***** Dataset records

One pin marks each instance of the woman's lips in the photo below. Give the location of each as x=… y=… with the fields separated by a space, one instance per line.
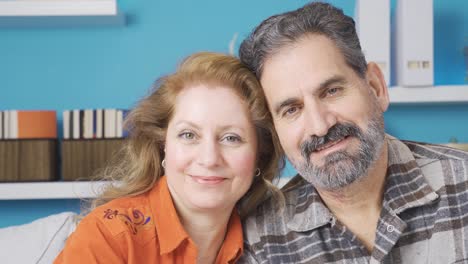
x=209 y=180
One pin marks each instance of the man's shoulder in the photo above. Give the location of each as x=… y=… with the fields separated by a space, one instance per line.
x=268 y=214
x=442 y=166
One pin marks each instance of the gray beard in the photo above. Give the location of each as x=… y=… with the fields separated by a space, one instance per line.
x=341 y=168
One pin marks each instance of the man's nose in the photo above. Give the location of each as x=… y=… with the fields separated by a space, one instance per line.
x=318 y=119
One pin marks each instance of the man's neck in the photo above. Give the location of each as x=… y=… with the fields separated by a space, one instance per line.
x=358 y=205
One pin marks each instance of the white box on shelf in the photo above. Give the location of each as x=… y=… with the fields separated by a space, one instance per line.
x=414 y=43
x=58 y=8
x=373 y=28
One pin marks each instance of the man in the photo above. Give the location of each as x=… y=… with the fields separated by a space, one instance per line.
x=361 y=196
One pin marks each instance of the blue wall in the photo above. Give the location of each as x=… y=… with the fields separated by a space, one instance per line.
x=64 y=68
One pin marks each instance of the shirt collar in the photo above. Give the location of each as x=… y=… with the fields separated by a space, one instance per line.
x=405 y=188
x=310 y=211
x=171 y=233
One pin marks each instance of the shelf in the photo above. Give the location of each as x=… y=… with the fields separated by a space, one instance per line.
x=64 y=13
x=58 y=190
x=49 y=190
x=446 y=94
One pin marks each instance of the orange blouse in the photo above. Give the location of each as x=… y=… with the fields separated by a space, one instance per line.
x=142 y=229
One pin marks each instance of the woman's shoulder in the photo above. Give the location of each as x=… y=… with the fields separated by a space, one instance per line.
x=132 y=216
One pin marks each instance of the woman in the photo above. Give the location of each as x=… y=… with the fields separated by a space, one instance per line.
x=201 y=141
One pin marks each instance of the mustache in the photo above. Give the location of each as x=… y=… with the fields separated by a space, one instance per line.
x=336 y=132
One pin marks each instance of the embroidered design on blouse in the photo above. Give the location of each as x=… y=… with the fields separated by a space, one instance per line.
x=134 y=222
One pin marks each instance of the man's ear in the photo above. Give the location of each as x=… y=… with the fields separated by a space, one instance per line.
x=377 y=84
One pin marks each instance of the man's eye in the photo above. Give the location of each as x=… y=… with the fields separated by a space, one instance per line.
x=333 y=91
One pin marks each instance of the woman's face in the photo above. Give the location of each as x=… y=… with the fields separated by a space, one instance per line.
x=211 y=148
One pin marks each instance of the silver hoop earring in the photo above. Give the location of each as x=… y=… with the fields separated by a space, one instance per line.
x=257 y=172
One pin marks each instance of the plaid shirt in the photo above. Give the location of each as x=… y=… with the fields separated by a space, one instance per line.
x=424 y=216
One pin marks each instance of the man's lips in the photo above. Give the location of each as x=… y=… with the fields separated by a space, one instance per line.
x=330 y=144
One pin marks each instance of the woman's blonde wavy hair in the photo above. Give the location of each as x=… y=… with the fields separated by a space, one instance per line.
x=137 y=167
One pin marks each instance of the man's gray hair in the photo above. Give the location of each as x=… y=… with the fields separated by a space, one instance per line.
x=287 y=28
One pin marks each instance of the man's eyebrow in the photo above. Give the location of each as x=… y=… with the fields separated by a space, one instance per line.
x=284 y=103
x=336 y=79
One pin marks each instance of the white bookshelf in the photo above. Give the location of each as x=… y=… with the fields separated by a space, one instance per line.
x=63 y=13
x=444 y=94
x=49 y=190
x=59 y=190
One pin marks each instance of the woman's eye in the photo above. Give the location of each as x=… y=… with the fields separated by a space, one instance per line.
x=290 y=111
x=187 y=135
x=232 y=138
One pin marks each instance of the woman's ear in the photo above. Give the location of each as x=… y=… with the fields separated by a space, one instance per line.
x=378 y=85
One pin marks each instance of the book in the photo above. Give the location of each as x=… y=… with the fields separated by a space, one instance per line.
x=66 y=124
x=28 y=160
x=24 y=124
x=81 y=158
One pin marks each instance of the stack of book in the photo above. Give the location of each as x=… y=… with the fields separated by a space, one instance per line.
x=28 y=143
x=93 y=123
x=91 y=138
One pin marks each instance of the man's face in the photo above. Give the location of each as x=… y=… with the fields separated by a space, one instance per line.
x=329 y=120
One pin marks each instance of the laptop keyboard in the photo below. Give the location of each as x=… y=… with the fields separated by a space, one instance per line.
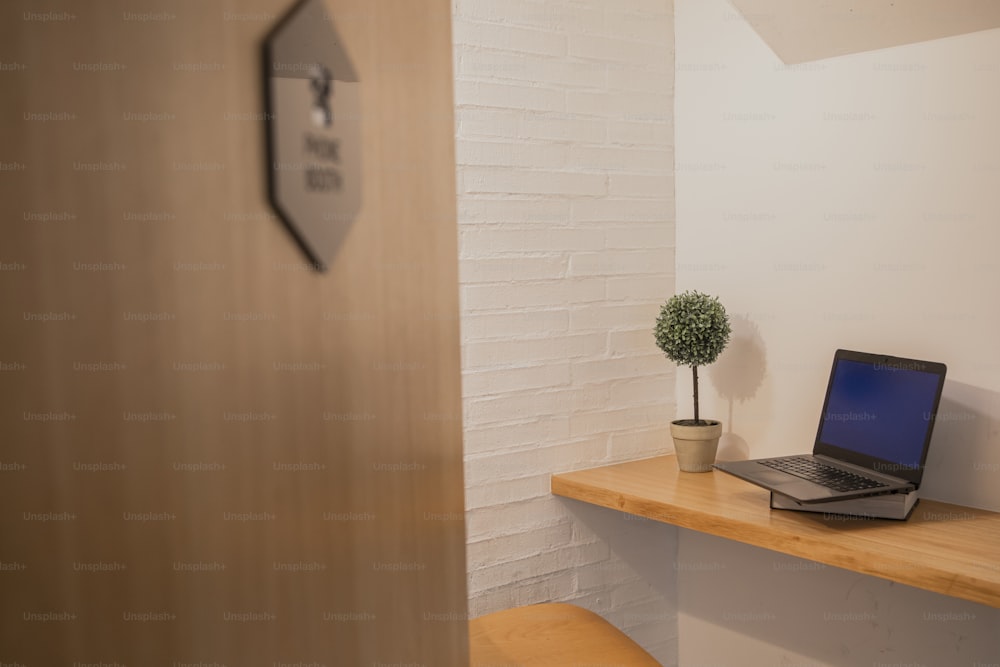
x=820 y=473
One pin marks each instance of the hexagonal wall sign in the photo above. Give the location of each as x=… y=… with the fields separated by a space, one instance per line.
x=314 y=130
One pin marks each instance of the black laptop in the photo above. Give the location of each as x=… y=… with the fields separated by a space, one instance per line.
x=873 y=436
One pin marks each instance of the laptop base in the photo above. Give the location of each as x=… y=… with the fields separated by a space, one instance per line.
x=896 y=506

**********

Transcribe all of the records exactly, without reproducing their pictures.

One pin marks each instance of the woman's lips in the photo below. Give the location of each as x=… y=… with the fields separated by a space, one instance per line.
x=209 y=180
One pin marks each instance of the man's shoulder in the photo above. Give the location of each as x=… y=… with the fields separated by a space, one instance per line.
x=268 y=214
x=442 y=166
One pin marks each instance of the gray beard in the photo above. Give the location of each as x=… y=… with the fields separated by a space, one instance per line.
x=341 y=168
One pin marks each instance of the man's nose in the photo above. Give the location of each as x=… y=… with the fields separated by a space, one instance per line.
x=318 y=119
One pin marks each instance of the man's neck in the photo above. Give the location of each as x=… y=… with the fields separated by a space, one instance per line.
x=358 y=205
One pin marks each instance of the white box on shelf in the photo above. Give the location of each as x=… y=… with the fields separated by a space, one instance per line.
x=414 y=43
x=58 y=8
x=373 y=28
One pin marks each instance of the man in the photo above. Give the location of each as x=… y=… with the fields separated by a space, one instance per line.
x=361 y=196
One pin marks each instance of the blue wall in the photo above. Give the location of each as x=… y=… with the fields separated by a space, one instance per line.
x=64 y=68
One pin marks each instance of the shirt collar in the photo above. Give the location of each as x=… y=… with the fields separated by a space, one instance per line.
x=405 y=188
x=310 y=211
x=171 y=233
One pin marks each instance of the shelf in the photo above. Give the location of each as x=… y=… with the fields separated by a space, one instance per line.
x=64 y=13
x=58 y=190
x=49 y=190
x=446 y=94
One pin marks each instance of the orange blouse in the photo above. Give the location of each as x=… y=… with the fields separated by a space, one instance per line.
x=142 y=229
One pin marks each instance of the woman's shoulder in the photo above. Give the location of each as x=… y=… with the fields separated by a space, one instance per line.
x=132 y=216
One pin marks each instance of the woman in the photo above. Give the location of each as x=… y=… with the fields separated by a space, one instance per line.
x=201 y=141
One pin marks each instance of the mustache in the photo above. Give the location of each as x=… y=… with the fields separated by a space, one instance per line.
x=336 y=132
One pin marks each instance of the embroidered design on blouse in the photo above. Give the location of each as x=… y=… with the fields separated by a space, one instance per line.
x=134 y=222
One pin marks each instance of the man's ear in the photo above. Give the location of each as x=… y=… with the fields separated by a space, one instance per line.
x=377 y=84
One pin marks each instance of the man's eye in the photo above. Give the location of each as x=… y=… with the fields separated by a space, one instance per line.
x=333 y=91
One pin marks each instance of the woman's face in the photo above. Give the location of each as x=… y=… with the fields separated by a space, one instance per line.
x=211 y=148
One pin marks each instance of the silver hoop earring in the photo above. Give the location of each as x=… y=… with the fields separated by a space, one instance per line.
x=257 y=172
One pin marks each instance of the plaid shirt in the photo above. Give the location of each as x=… y=… with the fields separated by a space, one instance per line.
x=424 y=216
One pin marks each instance of the man's lips in the photo above. Give the location of each as x=… y=… with the fields separated by a space, one instance per line.
x=330 y=144
One pin marks each instance of the woman's blonde wavy hair in the photo above. Give the location of each as x=… y=… with the fields separated by a space, one instance per line.
x=137 y=167
One pin marks each instance of the man's gray hair in the photo above. Give the location of each as x=… y=… with the fields separated by a space, one instance per line.
x=287 y=28
One pin marks each instance of the man's eyebrow in the photo above. Give the location of each as x=… y=… with the fields separated by a space, one instance per line.
x=284 y=103
x=336 y=79
One pin marks each instance of the white bookshelf in the photo above. Give the location of each as x=… y=… with the fields separated by a space, one instance per line.
x=63 y=13
x=444 y=94
x=49 y=190
x=59 y=190
One pin marks each instance of the woman's eye in the photo above. Give the location of each as x=… y=… with the fields separated by a space, one instance per line.
x=290 y=111
x=187 y=135
x=232 y=138
One pin marks each instance of the woman's ear in the photo above. Give the location of each as x=… y=… with the fields separated by a space, one instance per line.
x=378 y=85
One pin marks each instance of the book in the photo above. Give the location of each as x=… y=… with the fields separated by a space, one instance per line.
x=66 y=124
x=28 y=160
x=24 y=124
x=81 y=158
One pin marks each instance of the stack of book in the photo above. Give the location of each as x=… y=… with the fields separated by a space, one instance per line.
x=28 y=143
x=93 y=123
x=91 y=138
One pin marks each instance of the man's face in the photo above. Give the location of each as x=… y=… with the fields separated by a space, one instance per line.
x=329 y=120
One pin marks each instance of the laptop keyboard in the photo below. Give the location of each as x=… y=… with the fields separated by a space, one instance per line.
x=820 y=473
One pin marks each instance of the hexagonal wall sign in the photo above. Give the location of each as x=… y=… with the fields separated by a space, one instance per line.
x=314 y=130
One pin marks each instance of the black laptop in the photo above. Give the location of each as x=… y=… with the fields separated by a space, one instance per line.
x=873 y=436
One pin marks each instance of the laptop base in the photo above. Give the location of each as x=… y=… with the fields separated by a space, one instance per line.
x=896 y=506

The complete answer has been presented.